:: Required work ::
Line by line, retype the material with nothing left out.

>>>>

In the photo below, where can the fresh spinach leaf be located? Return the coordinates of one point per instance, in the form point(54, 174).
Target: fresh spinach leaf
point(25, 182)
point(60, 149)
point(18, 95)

<<<<

:: Solution for this problem ::
In the photo below, where can the fresh spinach leaf be located? Return the coordinates of one point per instance, in the form point(54, 174).
Target: fresh spinach leaf
point(25, 182)
point(60, 149)
point(18, 95)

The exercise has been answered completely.